Produce a verbatim transcription of the records below, beginning at the line containing "Task: for the greenhouse-bench survey, tag the lamp" and ending at the final line; include only those lines.

● ● ● ● ●

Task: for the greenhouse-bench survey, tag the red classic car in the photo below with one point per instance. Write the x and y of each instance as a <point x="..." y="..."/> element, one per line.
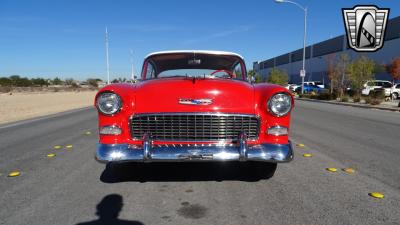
<point x="194" y="106"/>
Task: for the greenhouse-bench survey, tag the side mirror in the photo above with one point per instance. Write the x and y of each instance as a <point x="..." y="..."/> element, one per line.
<point x="251" y="79"/>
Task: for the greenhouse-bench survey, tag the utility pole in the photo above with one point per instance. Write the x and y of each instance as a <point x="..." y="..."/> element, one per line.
<point x="107" y="61"/>
<point x="132" y="68"/>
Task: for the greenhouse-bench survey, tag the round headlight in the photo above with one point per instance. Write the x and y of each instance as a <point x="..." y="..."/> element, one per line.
<point x="280" y="104"/>
<point x="108" y="103"/>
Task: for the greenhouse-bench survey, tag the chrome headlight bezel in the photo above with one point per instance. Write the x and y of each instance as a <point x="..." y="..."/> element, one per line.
<point x="112" y="98"/>
<point x="274" y="99"/>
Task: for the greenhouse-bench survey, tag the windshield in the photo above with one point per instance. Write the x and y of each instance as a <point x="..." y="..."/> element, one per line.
<point x="206" y="73"/>
<point x="188" y="64"/>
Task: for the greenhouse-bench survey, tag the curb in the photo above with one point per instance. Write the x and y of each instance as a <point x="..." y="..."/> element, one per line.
<point x="350" y="104"/>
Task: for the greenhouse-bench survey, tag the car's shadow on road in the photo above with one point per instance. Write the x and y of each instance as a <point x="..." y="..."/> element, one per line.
<point x="157" y="172"/>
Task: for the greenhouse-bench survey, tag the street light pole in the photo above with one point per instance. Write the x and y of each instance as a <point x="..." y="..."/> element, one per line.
<point x="304" y="40"/>
<point x="107" y="60"/>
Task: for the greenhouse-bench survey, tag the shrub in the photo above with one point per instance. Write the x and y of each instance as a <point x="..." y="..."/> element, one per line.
<point x="325" y="96"/>
<point x="379" y="94"/>
<point x="304" y="95"/>
<point x="376" y="101"/>
<point x="367" y="100"/>
<point x="5" y="89"/>
<point x="344" y="98"/>
<point x="356" y="98"/>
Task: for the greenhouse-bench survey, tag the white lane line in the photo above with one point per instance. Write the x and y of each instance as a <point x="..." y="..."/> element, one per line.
<point x="44" y="117"/>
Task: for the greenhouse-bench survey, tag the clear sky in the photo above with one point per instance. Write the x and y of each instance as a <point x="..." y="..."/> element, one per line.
<point x="51" y="38"/>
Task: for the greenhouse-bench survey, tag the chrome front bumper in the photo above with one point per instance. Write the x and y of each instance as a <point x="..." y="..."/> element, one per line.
<point x="148" y="152"/>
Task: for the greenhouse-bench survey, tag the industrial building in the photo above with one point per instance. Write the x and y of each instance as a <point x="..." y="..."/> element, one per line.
<point x="318" y="55"/>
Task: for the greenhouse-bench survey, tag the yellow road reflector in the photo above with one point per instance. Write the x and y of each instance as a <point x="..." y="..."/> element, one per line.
<point x="348" y="170"/>
<point x="51" y="155"/>
<point x="376" y="195"/>
<point x="14" y="174"/>
<point x="331" y="169"/>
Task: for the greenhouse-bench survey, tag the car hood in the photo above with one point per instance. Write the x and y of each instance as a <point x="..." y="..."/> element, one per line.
<point x="181" y="94"/>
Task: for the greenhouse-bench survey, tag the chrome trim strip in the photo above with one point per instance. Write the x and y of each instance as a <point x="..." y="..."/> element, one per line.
<point x="278" y="126"/>
<point x="147" y="143"/>
<point x="242" y="147"/>
<point x="276" y="153"/>
<point x="196" y="113"/>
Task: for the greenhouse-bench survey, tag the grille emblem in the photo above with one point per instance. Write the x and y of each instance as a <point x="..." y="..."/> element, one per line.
<point x="189" y="101"/>
<point x="365" y="27"/>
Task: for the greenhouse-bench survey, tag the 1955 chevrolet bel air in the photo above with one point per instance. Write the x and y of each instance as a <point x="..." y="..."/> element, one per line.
<point x="194" y="106"/>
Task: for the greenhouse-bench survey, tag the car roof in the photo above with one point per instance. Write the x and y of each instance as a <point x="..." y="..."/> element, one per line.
<point x="211" y="52"/>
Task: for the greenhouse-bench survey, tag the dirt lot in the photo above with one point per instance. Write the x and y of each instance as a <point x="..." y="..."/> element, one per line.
<point x="19" y="106"/>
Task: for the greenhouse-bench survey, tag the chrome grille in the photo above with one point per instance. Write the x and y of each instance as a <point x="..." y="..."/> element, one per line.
<point x="194" y="127"/>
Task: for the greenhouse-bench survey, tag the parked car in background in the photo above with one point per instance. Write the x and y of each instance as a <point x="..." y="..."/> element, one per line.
<point x="310" y="88"/>
<point x="396" y="91"/>
<point x="318" y="83"/>
<point x="373" y="85"/>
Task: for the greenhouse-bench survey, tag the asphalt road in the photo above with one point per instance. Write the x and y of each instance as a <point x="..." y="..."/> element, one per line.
<point x="72" y="188"/>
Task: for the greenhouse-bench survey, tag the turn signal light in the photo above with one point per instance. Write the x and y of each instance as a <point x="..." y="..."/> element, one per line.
<point x="110" y="130"/>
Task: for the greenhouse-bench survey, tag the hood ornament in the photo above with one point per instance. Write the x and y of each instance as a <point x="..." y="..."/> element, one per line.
<point x="189" y="101"/>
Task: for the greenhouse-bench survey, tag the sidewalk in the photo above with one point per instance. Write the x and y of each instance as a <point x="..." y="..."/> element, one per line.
<point x="388" y="106"/>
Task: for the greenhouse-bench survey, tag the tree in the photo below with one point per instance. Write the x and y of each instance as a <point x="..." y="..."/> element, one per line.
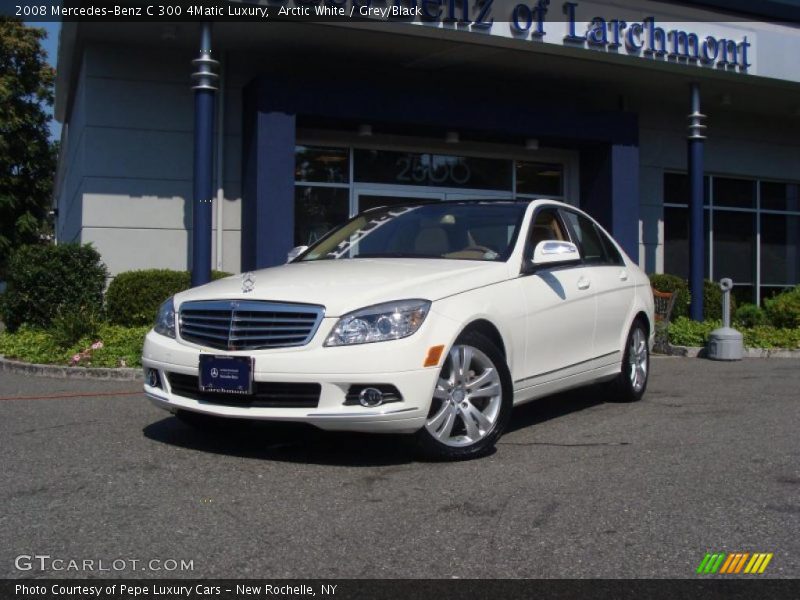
<point x="27" y="157"/>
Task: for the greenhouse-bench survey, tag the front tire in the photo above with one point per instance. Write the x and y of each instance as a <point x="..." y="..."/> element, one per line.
<point x="471" y="403"/>
<point x="631" y="383"/>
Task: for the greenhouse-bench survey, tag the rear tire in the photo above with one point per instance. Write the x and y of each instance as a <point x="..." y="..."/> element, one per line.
<point x="631" y="383"/>
<point x="471" y="404"/>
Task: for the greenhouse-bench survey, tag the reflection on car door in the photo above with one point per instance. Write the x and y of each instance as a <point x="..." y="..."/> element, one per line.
<point x="614" y="287"/>
<point x="560" y="310"/>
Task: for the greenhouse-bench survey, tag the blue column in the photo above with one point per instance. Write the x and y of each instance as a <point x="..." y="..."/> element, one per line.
<point x="268" y="187"/>
<point x="696" y="242"/>
<point x="203" y="194"/>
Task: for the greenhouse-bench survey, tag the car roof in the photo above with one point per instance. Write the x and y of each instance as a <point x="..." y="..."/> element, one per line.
<point x="481" y="201"/>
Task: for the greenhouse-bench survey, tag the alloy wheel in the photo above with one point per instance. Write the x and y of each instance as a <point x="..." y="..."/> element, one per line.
<point x="467" y="399"/>
<point x="637" y="359"/>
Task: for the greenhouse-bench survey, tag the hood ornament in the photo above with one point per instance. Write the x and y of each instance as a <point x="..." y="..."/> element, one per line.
<point x="248" y="282"/>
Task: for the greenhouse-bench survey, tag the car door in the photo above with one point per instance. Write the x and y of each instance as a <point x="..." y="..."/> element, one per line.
<point x="613" y="285"/>
<point x="559" y="309"/>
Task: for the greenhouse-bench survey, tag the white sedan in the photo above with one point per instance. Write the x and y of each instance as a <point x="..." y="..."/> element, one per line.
<point x="432" y="319"/>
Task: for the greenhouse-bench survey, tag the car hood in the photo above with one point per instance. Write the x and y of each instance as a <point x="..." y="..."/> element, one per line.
<point x="342" y="286"/>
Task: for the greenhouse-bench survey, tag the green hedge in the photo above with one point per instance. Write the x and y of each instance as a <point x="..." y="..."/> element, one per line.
<point x="784" y="309"/>
<point x="685" y="332"/>
<point x="133" y="297"/>
<point x="750" y="315"/>
<point x="673" y="283"/>
<point x="712" y="296"/>
<point x="45" y="281"/>
<point x="121" y="347"/>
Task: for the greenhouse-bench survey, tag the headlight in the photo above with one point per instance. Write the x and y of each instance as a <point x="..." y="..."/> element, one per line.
<point x="165" y="321"/>
<point x="379" y="323"/>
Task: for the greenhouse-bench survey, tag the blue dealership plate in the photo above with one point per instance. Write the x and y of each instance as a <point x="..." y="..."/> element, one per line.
<point x="226" y="374"/>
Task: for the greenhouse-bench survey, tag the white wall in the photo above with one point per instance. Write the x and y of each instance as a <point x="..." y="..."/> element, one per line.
<point x="128" y="184"/>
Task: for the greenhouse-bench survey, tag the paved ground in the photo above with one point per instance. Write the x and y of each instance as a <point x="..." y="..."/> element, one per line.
<point x="708" y="461"/>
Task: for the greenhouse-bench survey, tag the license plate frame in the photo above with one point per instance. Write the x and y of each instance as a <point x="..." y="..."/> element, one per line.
<point x="224" y="374"/>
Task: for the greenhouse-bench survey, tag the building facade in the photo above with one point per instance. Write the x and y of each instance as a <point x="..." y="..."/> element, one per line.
<point x="584" y="102"/>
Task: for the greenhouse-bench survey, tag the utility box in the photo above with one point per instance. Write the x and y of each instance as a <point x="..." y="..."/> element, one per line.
<point x="725" y="343"/>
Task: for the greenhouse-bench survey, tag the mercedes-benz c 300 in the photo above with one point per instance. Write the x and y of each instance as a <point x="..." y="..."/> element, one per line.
<point x="431" y="319"/>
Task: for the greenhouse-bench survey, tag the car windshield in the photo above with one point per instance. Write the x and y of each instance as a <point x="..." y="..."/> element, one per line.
<point x="457" y="231"/>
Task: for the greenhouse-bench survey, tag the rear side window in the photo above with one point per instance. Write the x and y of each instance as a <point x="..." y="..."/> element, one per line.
<point x="613" y="257"/>
<point x="587" y="238"/>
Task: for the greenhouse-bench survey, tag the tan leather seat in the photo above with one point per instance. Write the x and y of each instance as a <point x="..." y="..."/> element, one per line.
<point x="431" y="240"/>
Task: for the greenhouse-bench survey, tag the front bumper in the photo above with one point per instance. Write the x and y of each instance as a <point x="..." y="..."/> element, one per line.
<point x="397" y="363"/>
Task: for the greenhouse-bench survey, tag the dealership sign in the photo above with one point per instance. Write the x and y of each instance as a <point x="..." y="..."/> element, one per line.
<point x="724" y="46"/>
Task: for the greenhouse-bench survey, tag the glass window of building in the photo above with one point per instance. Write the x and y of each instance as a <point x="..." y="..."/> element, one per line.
<point x="539" y="179"/>
<point x="331" y="182"/>
<point x="752" y="230"/>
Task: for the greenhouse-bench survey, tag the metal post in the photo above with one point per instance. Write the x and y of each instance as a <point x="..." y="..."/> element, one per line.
<point x="696" y="243"/>
<point x="204" y="91"/>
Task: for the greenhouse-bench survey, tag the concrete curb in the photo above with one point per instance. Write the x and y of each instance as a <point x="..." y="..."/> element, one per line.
<point x="700" y="352"/>
<point x="57" y="371"/>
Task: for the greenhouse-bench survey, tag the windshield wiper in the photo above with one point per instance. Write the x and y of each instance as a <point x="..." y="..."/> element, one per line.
<point x="395" y="255"/>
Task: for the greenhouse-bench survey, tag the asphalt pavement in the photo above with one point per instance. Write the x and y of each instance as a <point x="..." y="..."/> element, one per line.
<point x="709" y="461"/>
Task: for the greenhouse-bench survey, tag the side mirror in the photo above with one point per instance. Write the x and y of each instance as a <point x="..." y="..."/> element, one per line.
<point x="552" y="252"/>
<point x="295" y="252"/>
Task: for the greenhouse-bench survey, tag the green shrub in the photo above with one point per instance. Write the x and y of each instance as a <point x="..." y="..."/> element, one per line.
<point x="44" y="281"/>
<point x="70" y="326"/>
<point x="122" y="347"/>
<point x="712" y="296"/>
<point x="673" y="283"/>
<point x="750" y="315"/>
<point x="783" y="310"/>
<point x="119" y="347"/>
<point x="712" y="301"/>
<point x="685" y="332"/>
<point x="771" y="337"/>
<point x="133" y="297"/>
<point x="32" y="345"/>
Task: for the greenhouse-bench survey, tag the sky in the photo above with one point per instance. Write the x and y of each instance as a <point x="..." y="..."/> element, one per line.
<point x="51" y="46"/>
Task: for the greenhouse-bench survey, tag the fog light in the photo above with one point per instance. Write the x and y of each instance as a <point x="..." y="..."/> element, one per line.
<point x="370" y="397"/>
<point x="153" y="380"/>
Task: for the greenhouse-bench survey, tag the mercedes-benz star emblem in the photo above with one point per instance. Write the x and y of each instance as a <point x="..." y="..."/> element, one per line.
<point x="248" y="282"/>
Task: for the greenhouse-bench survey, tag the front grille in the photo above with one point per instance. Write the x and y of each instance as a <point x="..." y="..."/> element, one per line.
<point x="266" y="394"/>
<point x="248" y="324"/>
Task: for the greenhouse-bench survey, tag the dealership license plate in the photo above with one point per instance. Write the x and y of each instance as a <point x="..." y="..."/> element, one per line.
<point x="226" y="374"/>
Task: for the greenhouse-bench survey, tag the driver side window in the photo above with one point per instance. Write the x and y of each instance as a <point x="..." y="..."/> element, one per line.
<point x="546" y="227"/>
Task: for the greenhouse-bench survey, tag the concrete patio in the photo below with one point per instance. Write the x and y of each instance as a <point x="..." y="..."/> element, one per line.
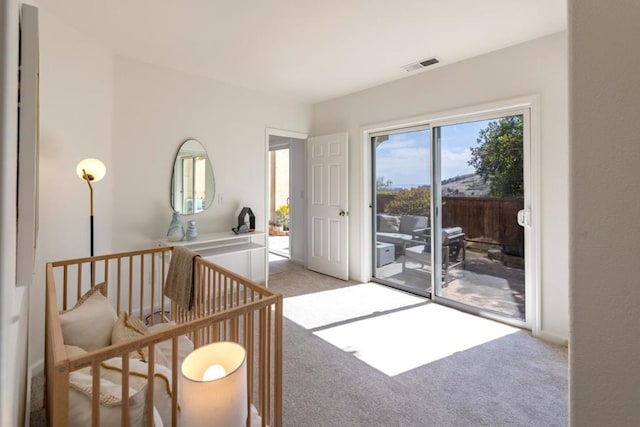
<point x="482" y="283"/>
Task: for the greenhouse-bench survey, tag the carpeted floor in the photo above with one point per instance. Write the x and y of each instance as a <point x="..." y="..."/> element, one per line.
<point x="367" y="355"/>
<point x="343" y="371"/>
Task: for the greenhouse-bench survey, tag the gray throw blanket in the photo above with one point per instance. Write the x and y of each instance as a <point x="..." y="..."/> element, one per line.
<point x="180" y="278"/>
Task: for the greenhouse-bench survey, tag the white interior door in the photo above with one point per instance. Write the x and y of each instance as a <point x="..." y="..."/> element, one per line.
<point x="328" y="214"/>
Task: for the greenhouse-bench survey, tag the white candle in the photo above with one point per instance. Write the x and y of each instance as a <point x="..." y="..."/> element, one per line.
<point x="214" y="372"/>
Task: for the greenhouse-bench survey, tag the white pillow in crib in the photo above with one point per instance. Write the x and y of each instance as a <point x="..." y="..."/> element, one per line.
<point x="185" y="346"/>
<point x="80" y="395"/>
<point x="129" y="328"/>
<point x="111" y="370"/>
<point x="89" y="323"/>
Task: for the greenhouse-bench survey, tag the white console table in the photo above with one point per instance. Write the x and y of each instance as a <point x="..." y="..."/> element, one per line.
<point x="244" y="253"/>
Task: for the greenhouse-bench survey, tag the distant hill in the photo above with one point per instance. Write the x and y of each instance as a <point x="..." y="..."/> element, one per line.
<point x="470" y="185"/>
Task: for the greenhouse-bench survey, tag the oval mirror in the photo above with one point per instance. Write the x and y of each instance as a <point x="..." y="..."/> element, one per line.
<point x="192" y="183"/>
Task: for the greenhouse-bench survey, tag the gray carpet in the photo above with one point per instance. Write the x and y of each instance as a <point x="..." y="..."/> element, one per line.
<point x="512" y="380"/>
<point x="515" y="380"/>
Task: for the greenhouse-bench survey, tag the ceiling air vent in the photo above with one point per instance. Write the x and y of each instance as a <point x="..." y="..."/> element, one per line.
<point x="421" y="64"/>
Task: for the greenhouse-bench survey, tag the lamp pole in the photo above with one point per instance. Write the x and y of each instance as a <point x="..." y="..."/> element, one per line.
<point x="88" y="177"/>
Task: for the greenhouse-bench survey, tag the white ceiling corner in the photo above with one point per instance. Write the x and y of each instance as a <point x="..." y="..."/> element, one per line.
<point x="307" y="49"/>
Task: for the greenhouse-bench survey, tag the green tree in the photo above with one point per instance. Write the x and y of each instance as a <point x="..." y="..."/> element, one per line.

● ● ● ● ●

THE SOLUTION:
Task: for the greenhouse-bench survey, tag the lamp pole in the photo above with one point per instance. Write the x and y of each instance as a <point x="..." y="..."/> element, one per line.
<point x="88" y="177"/>
Task: for the greenhouse-bench survey, tag the white ceiling corner in the photo above with one point per instance. Write the x and y of each instance as a <point x="..." y="..."/> element, one per line.
<point x="307" y="49"/>
Task: for the greenhouse-bench survey, tag the green tree in the photo above with one point per instance. Write the x and y of each instance as a <point x="..." y="..."/> element, one per line.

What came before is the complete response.